An Introduction to the Ancient and Masonic Order of the Scarlet Cord
Address to the OSM Grand Conclave of India in 2020:
Good evening brethren.
My name is Ian Currans and my talk is about the Ancient and Masonic Order of the Scarlet Cord, one of the additional or progressive Orders administered from Mark Masons Hall in London and the Order of which I am privileged to be Grand Master or in our terminology Grand Summus.
Scarlet Cord is widely regarded as being a new Order- indeed Grand Recorder Ryan Williams described it as such in his talk about Progressive Orders some weeks ago and that of course is true. It was inaugurated in 2010, but in actual fact the 2010 inauguration was the re-birth of an Order that had originally come into existence towards the end of the 19th century.
So let’s first look back to that time. The Order of the Secret Monitor was formally established in this country in 1887. It appears that one of the leading lights of that Order, Judge Frederick Philbrick, the first Grand Chancellor, decided very early on that it needed an appendant Order as several of the other Masonic bodies had, an Order that would strengthen and augment the OSM and assist in raising capital for its benevolent aspirations.
Hence was born in 1889 the Royal Order of Knights of the Scarlet Cord. It was governed by a Senatus, presided over by the Summus. There were six grades, the ritual for which Philbrick composed from several sources, including an amplification of elements from the new OSM second degree. The most significant aspect of promotion through the grades was to have made increasingly large contributions to the OSM’s Benevolent Fund- in the higher grades eye-wateringly large contributions. Perhaps not surprisingly, membership of the Order was never great. The first three grades were worked in a Consistory. there was only ever one Metropolitan Consistory in London, but grades one and two could be worked in sub-Consistories of which there were five; Northern which worked in Yorkshire, and others in South Africa, Central India, Madras and Burma. But the Order didn’t need to be large. In 1915, the Summus was the Earl of Warwick, Past Summus the Earl of Halsbury, Regent Vicarius Earl of Londesborough and King of Arms Field Marshal Lord Methuen. Metropolitan Consistory worked regularly until 1914, when it went into abeyance and was revived in 1919. All workings of the Order ceased in 1929.
Nobody knows why, maybe it was just too expensive after the years of the First World War and the Great Depression. Maybe its pomp and splendour (wearing court dress and other relics of the Victorian era) were just outdated. Maybe because the founding fathers were all dead. Maybe because its aim of raising a huge capital sum for the OSM Benevolent Fund had been achieved. Maybe the OSM’s new Grand Supreme Ruler Charles Napier-Clavering was not a fan. Possibly a combination of all these. Suffice to say, that was it for over seventy years.
On 8 June 2001, Peter Glyn Williams, Grand Supreme Ruler of the OSM, delivered a paper to the Supreme Rulers Conclave No 123 at Mark Masons Hall about the old Order. Peter said this was “in response to the interest shown by brethren in their questions when visiting Conclaves in the Provinces.” The paper was widely distributed both here and overseas and doubtless generated even more interest, but still the Order remained in abeyance.

§ Problems and tasks
[A] According to the Scarlet Cord address, why did Judge Frederick Philbrick want the Order of the Secret Monitor to have an appendant Order?
[B] Rewrite the Scarlet Cord address from "Scarlet Cord is" to "the 19th century.", changing "inaugurated" to "launched".

§ Source material
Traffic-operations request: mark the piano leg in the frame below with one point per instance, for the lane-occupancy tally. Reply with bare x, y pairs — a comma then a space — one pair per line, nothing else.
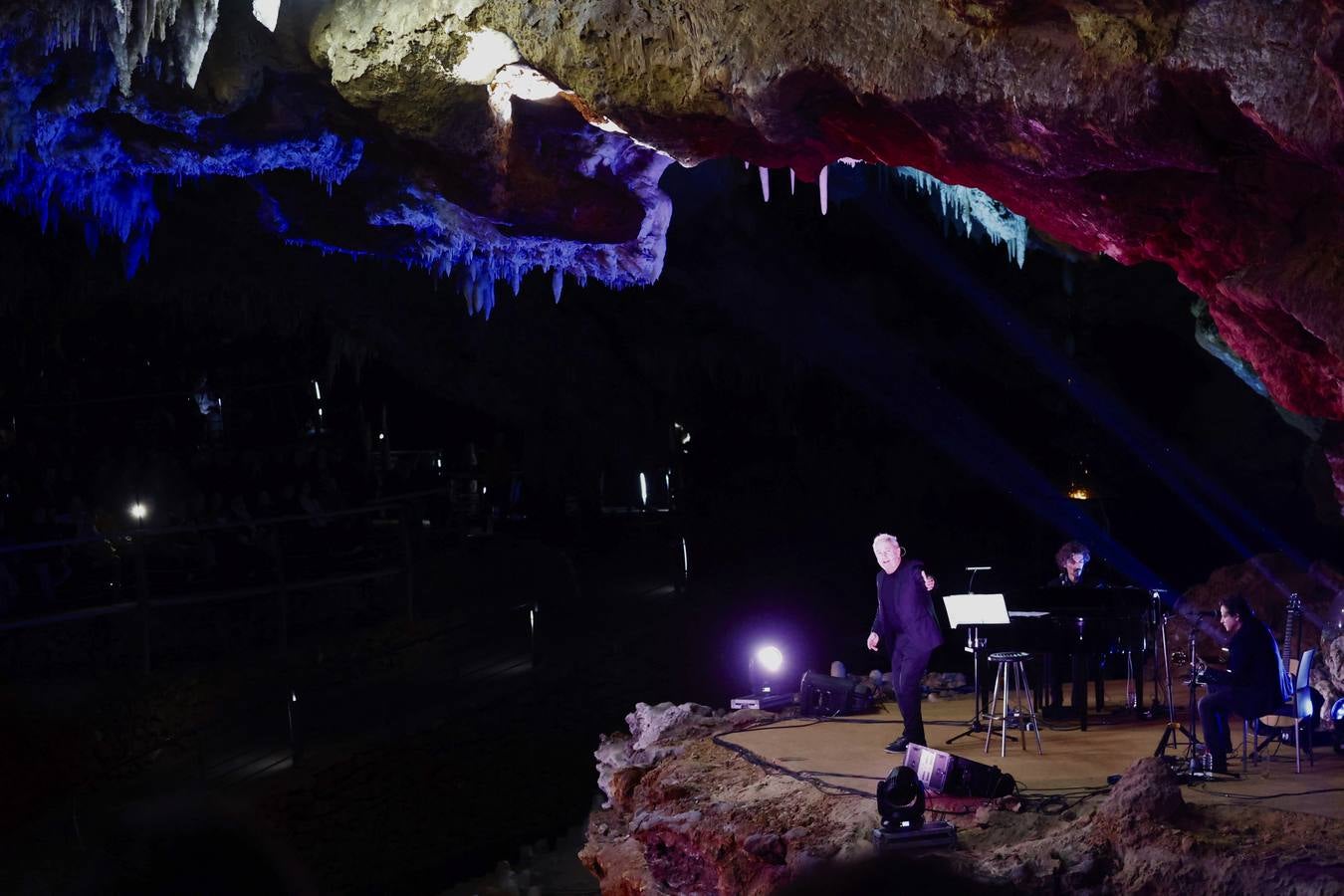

§ Full answers
[A] He saw that several other Masonic bodies had appendant Orders. He also wanted one that would strengthen and augment the OSM and help raise capital for its benevolent aims.

[B]
Scarlet Cord is widely regarded as being a new Order- indeed Grand Recorder Ryan Williams described it as such in his talk about Progressive Orders some weeks ago and that of course is true. It was launched in 2010, but in actual fact the 2010 inauguration was the re-birth of an Order that had originally come into existence towards the end of the 19th century.